Region labeling records:
-- Begin --

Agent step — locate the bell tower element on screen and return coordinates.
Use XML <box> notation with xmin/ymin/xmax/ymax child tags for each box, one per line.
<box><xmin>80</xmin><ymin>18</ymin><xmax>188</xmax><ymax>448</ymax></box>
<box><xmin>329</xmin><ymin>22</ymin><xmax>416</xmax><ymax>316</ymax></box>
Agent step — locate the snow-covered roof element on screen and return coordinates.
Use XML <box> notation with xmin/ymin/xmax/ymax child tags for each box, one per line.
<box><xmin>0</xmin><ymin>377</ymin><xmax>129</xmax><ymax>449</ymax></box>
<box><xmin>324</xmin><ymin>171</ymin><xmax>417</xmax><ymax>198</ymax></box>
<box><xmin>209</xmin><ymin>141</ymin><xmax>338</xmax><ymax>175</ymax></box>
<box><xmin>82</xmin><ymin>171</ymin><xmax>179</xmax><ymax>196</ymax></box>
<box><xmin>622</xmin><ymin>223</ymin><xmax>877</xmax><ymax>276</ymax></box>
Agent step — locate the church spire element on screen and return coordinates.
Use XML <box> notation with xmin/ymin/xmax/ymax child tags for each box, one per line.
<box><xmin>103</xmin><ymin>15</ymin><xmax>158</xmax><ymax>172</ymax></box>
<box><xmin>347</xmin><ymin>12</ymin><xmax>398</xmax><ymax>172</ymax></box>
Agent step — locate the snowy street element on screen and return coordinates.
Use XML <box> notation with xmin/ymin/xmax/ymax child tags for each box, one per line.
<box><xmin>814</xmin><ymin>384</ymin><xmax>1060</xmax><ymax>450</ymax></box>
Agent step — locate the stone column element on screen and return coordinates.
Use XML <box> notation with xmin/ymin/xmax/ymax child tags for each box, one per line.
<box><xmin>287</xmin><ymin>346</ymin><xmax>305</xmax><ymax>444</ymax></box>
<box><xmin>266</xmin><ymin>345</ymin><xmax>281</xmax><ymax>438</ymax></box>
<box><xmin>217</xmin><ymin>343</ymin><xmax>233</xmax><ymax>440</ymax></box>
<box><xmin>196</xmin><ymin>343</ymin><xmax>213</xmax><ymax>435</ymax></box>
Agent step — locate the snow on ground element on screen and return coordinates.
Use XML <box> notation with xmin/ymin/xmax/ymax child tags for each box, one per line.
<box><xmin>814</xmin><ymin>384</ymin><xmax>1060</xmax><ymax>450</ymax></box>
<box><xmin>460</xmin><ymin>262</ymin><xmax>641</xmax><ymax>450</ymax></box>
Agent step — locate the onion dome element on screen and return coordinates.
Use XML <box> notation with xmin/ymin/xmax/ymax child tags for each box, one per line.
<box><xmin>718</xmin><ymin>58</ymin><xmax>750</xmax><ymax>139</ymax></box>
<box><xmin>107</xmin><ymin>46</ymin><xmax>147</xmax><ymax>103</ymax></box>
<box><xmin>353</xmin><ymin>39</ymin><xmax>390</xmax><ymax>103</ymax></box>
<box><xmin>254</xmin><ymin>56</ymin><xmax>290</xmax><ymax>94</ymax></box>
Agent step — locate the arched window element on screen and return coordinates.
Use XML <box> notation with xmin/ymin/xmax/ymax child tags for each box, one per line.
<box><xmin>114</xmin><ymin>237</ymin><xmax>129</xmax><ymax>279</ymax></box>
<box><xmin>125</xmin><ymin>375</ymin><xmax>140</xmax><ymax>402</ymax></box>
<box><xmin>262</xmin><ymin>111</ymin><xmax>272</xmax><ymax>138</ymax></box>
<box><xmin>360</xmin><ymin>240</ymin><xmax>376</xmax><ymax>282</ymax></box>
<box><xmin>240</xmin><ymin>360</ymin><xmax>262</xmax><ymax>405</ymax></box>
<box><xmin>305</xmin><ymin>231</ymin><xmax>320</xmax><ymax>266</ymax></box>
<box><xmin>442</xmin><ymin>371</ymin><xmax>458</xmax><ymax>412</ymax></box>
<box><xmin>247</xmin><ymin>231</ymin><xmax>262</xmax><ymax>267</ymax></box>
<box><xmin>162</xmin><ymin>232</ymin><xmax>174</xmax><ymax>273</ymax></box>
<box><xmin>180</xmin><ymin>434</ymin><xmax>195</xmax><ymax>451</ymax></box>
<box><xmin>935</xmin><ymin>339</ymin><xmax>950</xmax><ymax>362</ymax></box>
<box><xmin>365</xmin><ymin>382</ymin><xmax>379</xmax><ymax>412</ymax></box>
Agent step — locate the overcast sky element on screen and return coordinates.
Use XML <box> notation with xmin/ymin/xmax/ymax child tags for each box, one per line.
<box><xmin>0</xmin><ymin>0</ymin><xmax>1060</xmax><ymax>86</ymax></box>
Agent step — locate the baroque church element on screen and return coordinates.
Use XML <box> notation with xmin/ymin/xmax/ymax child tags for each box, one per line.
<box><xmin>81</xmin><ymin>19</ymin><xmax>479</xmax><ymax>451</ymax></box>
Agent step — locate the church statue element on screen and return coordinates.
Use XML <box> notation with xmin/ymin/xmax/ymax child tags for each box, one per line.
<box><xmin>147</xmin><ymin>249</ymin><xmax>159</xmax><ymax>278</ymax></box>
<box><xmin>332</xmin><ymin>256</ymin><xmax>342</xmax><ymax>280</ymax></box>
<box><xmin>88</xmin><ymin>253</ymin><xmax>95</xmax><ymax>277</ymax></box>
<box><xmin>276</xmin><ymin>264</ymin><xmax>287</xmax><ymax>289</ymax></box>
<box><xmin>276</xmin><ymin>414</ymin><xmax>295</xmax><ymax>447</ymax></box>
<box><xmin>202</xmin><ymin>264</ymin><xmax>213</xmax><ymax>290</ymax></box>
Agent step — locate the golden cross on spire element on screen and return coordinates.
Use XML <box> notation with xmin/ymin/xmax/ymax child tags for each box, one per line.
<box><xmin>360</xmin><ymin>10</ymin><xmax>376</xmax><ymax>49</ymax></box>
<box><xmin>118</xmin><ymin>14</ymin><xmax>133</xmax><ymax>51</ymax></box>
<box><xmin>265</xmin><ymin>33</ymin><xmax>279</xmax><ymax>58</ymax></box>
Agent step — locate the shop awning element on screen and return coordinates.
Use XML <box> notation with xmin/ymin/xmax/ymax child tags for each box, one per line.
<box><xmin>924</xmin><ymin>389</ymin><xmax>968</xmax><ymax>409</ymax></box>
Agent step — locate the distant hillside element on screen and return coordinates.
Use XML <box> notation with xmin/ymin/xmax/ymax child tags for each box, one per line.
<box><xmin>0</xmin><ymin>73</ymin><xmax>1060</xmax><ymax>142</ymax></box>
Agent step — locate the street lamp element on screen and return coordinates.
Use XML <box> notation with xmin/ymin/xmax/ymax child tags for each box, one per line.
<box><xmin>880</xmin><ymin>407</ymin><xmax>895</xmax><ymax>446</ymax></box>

-- End --

* **SET TASK**:
Update the items above by replacing every "return coordinates" with "report coordinates" and leaving all other text as it is.

* **RESULT OF THIS TASK**:
Agent step — locate the bell tower element on screen and report coordinates.
Use XML <box> notation with xmin/ymin/xmax/ymax child tags for each box, one per line.
<box><xmin>80</xmin><ymin>18</ymin><xmax>188</xmax><ymax>448</ymax></box>
<box><xmin>329</xmin><ymin>22</ymin><xmax>416</xmax><ymax>316</ymax></box>
Agent step — locate the snow-covered roof element on screen and report coordinates.
Use XML <box> notation with xmin/ymin/xmax/ymax child tags for each box, one per line.
<box><xmin>0</xmin><ymin>377</ymin><xmax>129</xmax><ymax>449</ymax></box>
<box><xmin>324</xmin><ymin>171</ymin><xmax>417</xmax><ymax>198</ymax></box>
<box><xmin>209</xmin><ymin>141</ymin><xmax>338</xmax><ymax>175</ymax></box>
<box><xmin>82</xmin><ymin>171</ymin><xmax>179</xmax><ymax>196</ymax></box>
<box><xmin>622</xmin><ymin>223</ymin><xmax>877</xmax><ymax>276</ymax></box>
Agent step — locate the church spire element on screen and report coordinates.
Use XML <box> notation with xmin/ymin/xmax/ymax child tags for each box, one per line.
<box><xmin>103</xmin><ymin>15</ymin><xmax>158</xmax><ymax>172</ymax></box>
<box><xmin>347</xmin><ymin>12</ymin><xmax>398</xmax><ymax>172</ymax></box>
Agent step — locate the snowy street element on screen and report coordinates.
Use XML <box> notation with xmin/ymin/xmax/ymax child tags for each box, one per line.
<box><xmin>814</xmin><ymin>384</ymin><xmax>1060</xmax><ymax>450</ymax></box>
Agent step — locate the stone column element on screen and report coordinates.
Use XML <box> notation with xmin/ymin/xmax/ymax child tags for each box, one per line.
<box><xmin>287</xmin><ymin>346</ymin><xmax>305</xmax><ymax>444</ymax></box>
<box><xmin>266</xmin><ymin>345</ymin><xmax>281</xmax><ymax>438</ymax></box>
<box><xmin>217</xmin><ymin>343</ymin><xmax>233</xmax><ymax>440</ymax></box>
<box><xmin>196</xmin><ymin>343</ymin><xmax>213</xmax><ymax>435</ymax></box>
Agent step — locate the snow on ground element on screen and report coordinates.
Use XML <box> notation with xmin/ymin/xmax/ymax child tags for each box, one per line.
<box><xmin>814</xmin><ymin>384</ymin><xmax>1060</xmax><ymax>450</ymax></box>
<box><xmin>460</xmin><ymin>262</ymin><xmax>641</xmax><ymax>450</ymax></box>
Agent step — locate the onion dome element on screen and report coordinates.
Use XML <box> notation with xmin/ymin/xmax/ymax child tags for each box, one per line.
<box><xmin>718</xmin><ymin>58</ymin><xmax>750</xmax><ymax>139</ymax></box>
<box><xmin>107</xmin><ymin>46</ymin><xmax>147</xmax><ymax>103</ymax></box>
<box><xmin>353</xmin><ymin>39</ymin><xmax>390</xmax><ymax>103</ymax></box>
<box><xmin>254</xmin><ymin>56</ymin><xmax>290</xmax><ymax>94</ymax></box>
Agent step — locate the arched window element on screen and report coordinates.
Use XML <box> notation with xmin/ymin/xmax/ymax child tags for each box, one per line.
<box><xmin>114</xmin><ymin>237</ymin><xmax>129</xmax><ymax>279</ymax></box>
<box><xmin>125</xmin><ymin>375</ymin><xmax>140</xmax><ymax>402</ymax></box>
<box><xmin>262</xmin><ymin>111</ymin><xmax>272</xmax><ymax>138</ymax></box>
<box><xmin>360</xmin><ymin>240</ymin><xmax>376</xmax><ymax>282</ymax></box>
<box><xmin>240</xmin><ymin>360</ymin><xmax>262</xmax><ymax>405</ymax></box>
<box><xmin>305</xmin><ymin>231</ymin><xmax>320</xmax><ymax>266</ymax></box>
<box><xmin>442</xmin><ymin>371</ymin><xmax>458</xmax><ymax>412</ymax></box>
<box><xmin>247</xmin><ymin>231</ymin><xmax>262</xmax><ymax>267</ymax></box>
<box><xmin>162</xmin><ymin>232</ymin><xmax>174</xmax><ymax>273</ymax></box>
<box><xmin>180</xmin><ymin>434</ymin><xmax>195</xmax><ymax>451</ymax></box>
<box><xmin>935</xmin><ymin>339</ymin><xmax>950</xmax><ymax>362</ymax></box>
<box><xmin>365</xmin><ymin>382</ymin><xmax>379</xmax><ymax>412</ymax></box>
Agent step — locate the overcast sky element on screen and report coordinates.
Use XML <box> notation with xmin/ymin/xmax/ymax child tags for each box, one per line.
<box><xmin>0</xmin><ymin>0</ymin><xmax>1060</xmax><ymax>86</ymax></box>
Agent step — locate the baroque church element on screen and report coordinates.
Use XML <box> notation with xmin/ymin/xmax/ymax child tags for each box, one per line.
<box><xmin>81</xmin><ymin>19</ymin><xmax>479</xmax><ymax>451</ymax></box>
Agent step — locate the church statue element on screen and report coordinates.
Use XML <box> notation with xmin/ymin/xmax/ymax child tags for each box, one per line.
<box><xmin>147</xmin><ymin>249</ymin><xmax>159</xmax><ymax>278</ymax></box>
<box><xmin>332</xmin><ymin>256</ymin><xmax>342</xmax><ymax>280</ymax></box>
<box><xmin>88</xmin><ymin>253</ymin><xmax>95</xmax><ymax>277</ymax></box>
<box><xmin>276</xmin><ymin>264</ymin><xmax>287</xmax><ymax>289</ymax></box>
<box><xmin>276</xmin><ymin>414</ymin><xmax>295</xmax><ymax>447</ymax></box>
<box><xmin>202</xmin><ymin>264</ymin><xmax>213</xmax><ymax>290</ymax></box>
Agent step — locate the golden cross on spire element on screen and report coordinates.
Use XML <box> notation with xmin/ymin/xmax/ymax child tags for each box, one per line.
<box><xmin>360</xmin><ymin>10</ymin><xmax>376</xmax><ymax>49</ymax></box>
<box><xmin>118</xmin><ymin>14</ymin><xmax>133</xmax><ymax>51</ymax></box>
<box><xmin>265</xmin><ymin>33</ymin><xmax>279</xmax><ymax>58</ymax></box>
Agent step — locate the shop awning element on screen and report coordinates.
Use XML <box> notation with xmin/ymin/xmax/ymax child tags for each box, one per line.
<box><xmin>924</xmin><ymin>389</ymin><xmax>968</xmax><ymax>409</ymax></box>
Agent step — locate the distant hillside element on screen and report coordinates.
Use XML <box> notation with xmin/ymin/xmax/ymax child tags for each box, one per line.
<box><xmin>0</xmin><ymin>73</ymin><xmax>1060</xmax><ymax>142</ymax></box>
Agent step — locate the street lamp element on screen and report coordinates.
Use XML <box> notation with xmin/ymin/xmax/ymax child tags for each box, one per line.
<box><xmin>880</xmin><ymin>407</ymin><xmax>895</xmax><ymax>446</ymax></box>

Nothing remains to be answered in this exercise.